■ **Problem details**: Make an exact copy of every record that follows.
_ _ _ _ _
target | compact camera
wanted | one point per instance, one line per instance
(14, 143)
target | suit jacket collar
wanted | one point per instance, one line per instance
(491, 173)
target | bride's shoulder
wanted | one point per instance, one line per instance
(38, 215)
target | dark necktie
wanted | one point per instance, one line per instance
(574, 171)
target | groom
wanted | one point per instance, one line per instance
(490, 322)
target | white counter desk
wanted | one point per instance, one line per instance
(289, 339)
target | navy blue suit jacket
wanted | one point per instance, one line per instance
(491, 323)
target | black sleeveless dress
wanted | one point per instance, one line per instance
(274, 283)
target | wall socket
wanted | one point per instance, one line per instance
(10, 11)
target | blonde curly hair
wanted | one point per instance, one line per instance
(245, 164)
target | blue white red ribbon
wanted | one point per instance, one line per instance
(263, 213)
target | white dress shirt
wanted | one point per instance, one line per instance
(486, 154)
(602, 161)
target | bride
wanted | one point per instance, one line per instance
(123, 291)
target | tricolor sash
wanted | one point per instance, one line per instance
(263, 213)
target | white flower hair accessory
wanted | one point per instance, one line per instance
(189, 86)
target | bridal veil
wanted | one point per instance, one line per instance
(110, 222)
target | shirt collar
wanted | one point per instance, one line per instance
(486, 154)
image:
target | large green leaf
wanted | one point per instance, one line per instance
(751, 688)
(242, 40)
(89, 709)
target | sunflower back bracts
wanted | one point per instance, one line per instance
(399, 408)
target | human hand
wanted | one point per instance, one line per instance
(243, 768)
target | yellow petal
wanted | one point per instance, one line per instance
_ _ _ _ _
■ **Answer below**:
target | compact camera
wanted | one point per instance, one line per instance
(14, 143)
target | suit jacket collar
wanted | one point per instance, one line per instance
(491, 173)
target | bride's shoulder
wanted | one point per instance, one line per instance
(38, 215)
target | dark necktie
wanted | one point per instance, one line per instance
(574, 171)
target | groom
wanted | one point per instance, one line per instance
(490, 322)
target | white counter desk
wanted | one point per instance, one line per instance
(289, 339)
target | navy blue suit jacket
wanted | one point per instance, one line per instance
(491, 323)
target | black sleeveless dress
wanted | one point per instance, one line per instance
(274, 283)
target | wall socket
wanted | one point per instance, one line per instance
(10, 11)
target | blonde curly hair
wanted | one point per instance, one line per instance
(245, 164)
target | blue white red ribbon
wanted | one point per instance, one line per instance
(263, 213)
target | white dress shirt
wanted | one point per instance, one line per instance
(486, 154)
(602, 161)
target | bride
wanted | one point per instance, one line per instance
(123, 291)
target | tricolor sash
wanted | one point per instance, one line per instance
(263, 213)
target | white flower hair accessory
wanted | one point per instance, one line per instance
(189, 86)
target | bridal veil
wanted | one point per instance, one line per instance
(110, 222)
target | shirt collar
wanted | one point per instance, one line per instance
(486, 154)
image:
target | large green leaf
wanted | one point per instance, one line per instance
(751, 688)
(242, 40)
(89, 709)
target | sunflower back bracts
wanted | one point per instance, one line per instance
(399, 408)
target | human hand
wanted | one point per instance, one line per instance
(243, 768)
target | yellow petal
wanted | one point per instance, one line per instance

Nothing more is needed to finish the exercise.